--- BEGIN SELECTION ---
Roger Stone and Michael Flynn (2020): Both received clemency for matters touching investigations into the president. Stone's sentence was commuted; Flynn received a full pardon. The pattern created what scholars call a "loyalty insurance mechanism"—reducing incentives for cooperation with investigators by demonstrating that proximity to the president can change legal consequences.

Blackwater contractors (2020): Four contractors convicted in the 2007 Nisour Square massacre—in which 17 Iraqi civilians were killed—received full pardons. The UN High Commissioner for Human Rights called it a violation of international law. The message: even war crimes committed by loyalists will be forgiven.

By the time of the January 6 pardons, the transactional nature of clemency was explicit. A House Judiciary Committee analysis found that white-collar pardons during the first term had deprived victims of over $1.3 billion in restitution and fines. The pardon of wire fraud convicts whose families had donated millions to pro-administration PACs demonstrated that clemency had become, in critics' words, an "astonishing giveaway to lawbreakers."

This transactional use of clemency—loyalty to the leader in exchange for legal protection—is a hallmark of authoritarian governance. It creates a parallel system where accountability depends not on the law but on one's relationship to power.

In March 2025, a federal judge rejected the DOJ's attempt to expand the reach of the January 6 pardon proclamation beyond its text—evidence that battles over the scope and meaning of these clemency grants continue in the courts.

The Historical Comparison

Previous presidents have issued controversial pardons. Ford's pardon of Nixon was deeply divisive. Clinton's pardon of Marc Rich raised questions about influence. George H.W. Bush's pardons of Iran-Contra figures were criticized as covering up executive misconduct.

But no previous pardon approached the January 6 clemency in scale or nature.

These weren't individuals who committed crimes in the course of policy disputes. They weren't officials who exceeded their authority in pursuing government objectives. They were people who physically attacked the seat of government to prevent the peaceful transfer of power.

The attack on January 6 was the most serious assault on the Capitol since the War of 1812. It resulted in deaths, injuries, and a fundamental challenge to democratic governance. The perpetrators have now been absolved.

The Template

The pardons created a template for future political violence.

Before January 6, attacking the Capitol to overturn an election was unthinkable—a line no American political movement would cross. January 6 proved it was possible. The pardons proved it was acceptable.

The sequence matters:

  1. Organize supporters for political violence
  2. If violence succeeds, the objective is achieved
  3. If violence fails, participants are arrested
  4. If the president returns to power, participants are pardoned
  5. No lasting consequences attach to political violence on behalf of the president

This creates a one-way ratchet. Political violence in service of the president has been normalized and immunized. The constitutional order depends on the threat of punishment deterring attacks on democratic institutions. That deterrent has been removed.

The Parallel Security State

The pardoned seditious conspiracy leaders—Stewart Rhodes of the Oath Keepers and Enrique Tarrio of the Proud Boys—now walk free at a moment when the executive is building what scholars describe as a parallel security apparatus.

DHS/ICE has become the largest federal law enforcement agency, with a $28.7 billion budget in FY2025 (nearly triple FY2024) and "wartime recruitment" of 10,000 new employees. The "One Big Beautiful Bill Act" allocated $170 billion additional funding to DHS/ICE/CBP in July 2025. ProPublica described the result as "an unfettered and unaccountable national police force."
--- END SELECTION ---
--- BEGIN DATA SEGMENT ---
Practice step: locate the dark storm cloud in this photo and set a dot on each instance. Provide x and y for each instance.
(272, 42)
--- END DATA SEGMENT ---
## WHAT TO WORK ON
Continue the essay on the January 6 pardons from the end of its last paragraph, picking up after the ProPublica quotation.

## RESULT OF THIS TASK
Unlike the traditional military, these forces operate without the same constraints of the Posse Comitatus Act when conducting "immigration enforcement." They have operated masked, without identification, in unmarked vehicles—tactics critics compare to "regime secret police."

The connection matters: the pardons freed leaders who organized paramilitary violence against democratic institutions at precisely the moment when the executive is building forces that operate outside traditional military constraints. Rhodes positioned armed "quick reaction forces" outside Washington on January 6; he is now free. Tarrio orchestrated the Proud Boys' attack; he is now free.

Academic literature on "coup-proofing" describes how regimes create parallel security forces to fragment coercive power—ensuring no single institution can constrain the executive. When combined with pardons that remove consequences for politically motivated violence, the result is what Nordlinger called reshaping the "permissibility" environment: participants learn that the costs of political violence have been reduced to near zero.

The International Comparison

The pattern is not new. Comparisons to Hungary, Turkey, and other backsliding democracies are now routine among scholars.

Viktor Orbán in Hungary pioneered what observers call "illiberal democracy"—maintaining the forms of democratic governance (elections, courts, legislatures) while hollowing out their substance. The executive absorbs the powers of other branches; competitive elections persist but outcomes become effectively predetermined; courts ratify rather than constrain.

The Carnegie Endowment observed: "Relative to other backsliding cases, the Trump team has acted with uncommon early momentum in its efforts to consolidate power... sustained simultaneously across multiple domains of American democracy."

What distinguishes the American case is the unprecedented scale of the January 6 pardons. Other backsliding democracies have pardoned individual political allies. But no parallel exists for blanket clemency to over 1,500 participants in an attack on the seat of government—including the paramilitary leaders who planned and executed it.

The pardons announce that American democratic backsliding has reached a new stage: not merely tolerating political violence but actively rewarding it.

The Seditious Conspiracy Question

Seditious conspiracy—conspiring to overthrow the government by force—is among the most serious charges in federal law. It carries up to 20 years imprisonment and has historically been reserved for genuine threats to the constitutional order.

The Oath Keepers and Proud Boys leaders were convicted of seditious conspiracy after lengthy trials with extensive evidence. Prosecutors demonstrated that they planned the attack in advance, brought weapons, and intended to prevent the constitutional transfer of power.

Stewart Rhodes, founder of the Oath Keepers, received an 18-year sentence. Prosecutors showed he positioned armed "quick reaction forces" outside Washington, ready to bring weapons into the city. He was recorded after the election saying: "We're going to have to do a bloody, massively bloody revolution against them."

Enrique Tarrio received 22 years. Despite not being present at the Capitol, he was shown to have orchestrated the Proud Boys' role in the attack.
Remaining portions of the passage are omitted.